TASK GOAL:
Your output should contain every record, unchanged.

Extracted records:
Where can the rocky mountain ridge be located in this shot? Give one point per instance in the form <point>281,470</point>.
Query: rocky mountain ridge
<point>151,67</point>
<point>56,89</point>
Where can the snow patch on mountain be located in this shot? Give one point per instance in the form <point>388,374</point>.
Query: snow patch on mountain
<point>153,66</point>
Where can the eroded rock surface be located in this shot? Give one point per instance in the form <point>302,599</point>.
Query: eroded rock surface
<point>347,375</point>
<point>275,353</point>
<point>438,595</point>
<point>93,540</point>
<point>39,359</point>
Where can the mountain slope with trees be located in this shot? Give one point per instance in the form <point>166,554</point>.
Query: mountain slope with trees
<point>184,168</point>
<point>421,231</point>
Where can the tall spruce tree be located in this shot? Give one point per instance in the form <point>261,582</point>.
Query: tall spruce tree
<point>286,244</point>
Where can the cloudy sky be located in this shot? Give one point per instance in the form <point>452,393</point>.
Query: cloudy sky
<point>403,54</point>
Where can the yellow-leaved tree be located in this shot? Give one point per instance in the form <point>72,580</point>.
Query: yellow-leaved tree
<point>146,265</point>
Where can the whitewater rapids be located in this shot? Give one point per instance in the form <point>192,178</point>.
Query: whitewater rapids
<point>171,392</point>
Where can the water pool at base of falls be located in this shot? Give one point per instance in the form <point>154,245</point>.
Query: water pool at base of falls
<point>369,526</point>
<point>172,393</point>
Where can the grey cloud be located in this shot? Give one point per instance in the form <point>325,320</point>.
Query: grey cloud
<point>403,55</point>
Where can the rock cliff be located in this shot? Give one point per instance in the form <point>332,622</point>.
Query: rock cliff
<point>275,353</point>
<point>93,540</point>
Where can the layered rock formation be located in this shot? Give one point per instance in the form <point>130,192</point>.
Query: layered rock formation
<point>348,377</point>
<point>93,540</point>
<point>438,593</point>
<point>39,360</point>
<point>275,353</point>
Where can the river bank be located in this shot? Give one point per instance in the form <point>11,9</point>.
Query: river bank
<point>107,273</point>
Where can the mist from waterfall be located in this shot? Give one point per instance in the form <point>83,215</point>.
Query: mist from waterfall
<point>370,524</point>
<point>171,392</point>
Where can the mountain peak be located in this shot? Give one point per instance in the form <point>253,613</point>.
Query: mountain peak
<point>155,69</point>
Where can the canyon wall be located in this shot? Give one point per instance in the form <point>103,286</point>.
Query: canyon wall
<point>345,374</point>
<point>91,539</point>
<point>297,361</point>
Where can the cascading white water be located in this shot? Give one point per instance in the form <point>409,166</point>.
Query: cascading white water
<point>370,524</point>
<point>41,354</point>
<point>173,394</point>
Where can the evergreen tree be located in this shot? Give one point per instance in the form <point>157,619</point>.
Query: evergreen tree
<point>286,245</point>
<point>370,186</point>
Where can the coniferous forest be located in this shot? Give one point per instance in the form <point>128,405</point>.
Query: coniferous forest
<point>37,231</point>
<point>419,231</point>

TASK RESPONSE:
Where can the rocky mountain ridge be located in this shot? Give one point per instance in the form <point>281,470</point>.
Query: rocky mountain ridge
<point>151,67</point>
<point>56,89</point>
Where can the snow patch on mountain be located in this shot? Give one point per instance in the form <point>388,374</point>.
Query: snow patch on mountain
<point>153,66</point>
Where can the eroded rock surface be located in this shot? Give one point per instance in the form <point>302,599</point>.
Query: eroded rock surface
<point>347,375</point>
<point>275,353</point>
<point>438,595</point>
<point>93,540</point>
<point>39,359</point>
Where can the mountain slope with trees be located in this shot? Give one point per instance in the form <point>166,554</point>.
Query: mountain slope with trees
<point>184,168</point>
<point>421,231</point>
Where can the tall spruce tree be located in this shot? Give one point per instance in the form <point>261,582</point>.
Query: tall spruce tree
<point>286,244</point>
Where can the cloudy sky be located in this shot? Give one point per instance in the form <point>452,393</point>.
Query: cloudy sky
<point>403,54</point>
Where can the yellow-leaved tree be located in this shot? Give one point per instance in the form <point>72,580</point>.
Query: yellow-leaved tree
<point>146,265</point>
Where can the whitewater rapids be located in this shot? Give one point per instance in the form <point>192,178</point>.
Query: whitewater rapids
<point>171,392</point>
Where can the water pool at base of falls be located in this shot? Give one point per instance in the form <point>154,245</point>.
Query: water pool at base of falls
<point>369,526</point>
<point>172,393</point>
Where can the grey cloud be located in this shot? Give one point per instance in the form <point>325,320</point>.
Query: grey cloud
<point>403,55</point>
Where can the rock cliff be located in this shot? Give one point per instance in the form <point>332,622</point>.
Query: rock cliff
<point>275,353</point>
<point>93,540</point>
Where can the layered rock formation be located in this shot? Give one point per instance in the form <point>130,192</point>.
Query: layered rock formation
<point>348,377</point>
<point>93,540</point>
<point>438,593</point>
<point>39,360</point>
<point>275,353</point>
Where can the river bank be located in this shot? Give one point per instance in the form <point>11,9</point>.
Query: river bank
<point>107,273</point>
Where can the mist from waterfall be located in this shot? Give one point per instance in the form <point>83,215</point>.
Query: mist from waterfall
<point>370,524</point>
<point>171,392</point>
Where can the mountain peak be located in this shot? Give one point per instance in the form <point>253,613</point>.
Query: mountain peak
<point>155,69</point>
Where can the canyon wall be located in this shot? Give one point per instance in the form <point>103,286</point>.
Query: canyon wall
<point>345,374</point>
<point>91,539</point>
<point>297,361</point>
Where can the cascading white water be located in this shot? Give one point per instance in the form <point>409,166</point>.
Query: cascading white water
<point>370,524</point>
<point>41,354</point>
<point>173,394</point>
Where can the evergreen tree be located in this shot? Give one point per instance in the form <point>157,619</point>.
Query: evergreen tree
<point>286,245</point>
<point>370,186</point>
Where can the coniferous forest be located in this shot? Give one point per instance in the form <point>128,405</point>.
Query: coniferous forest
<point>37,231</point>
<point>419,231</point>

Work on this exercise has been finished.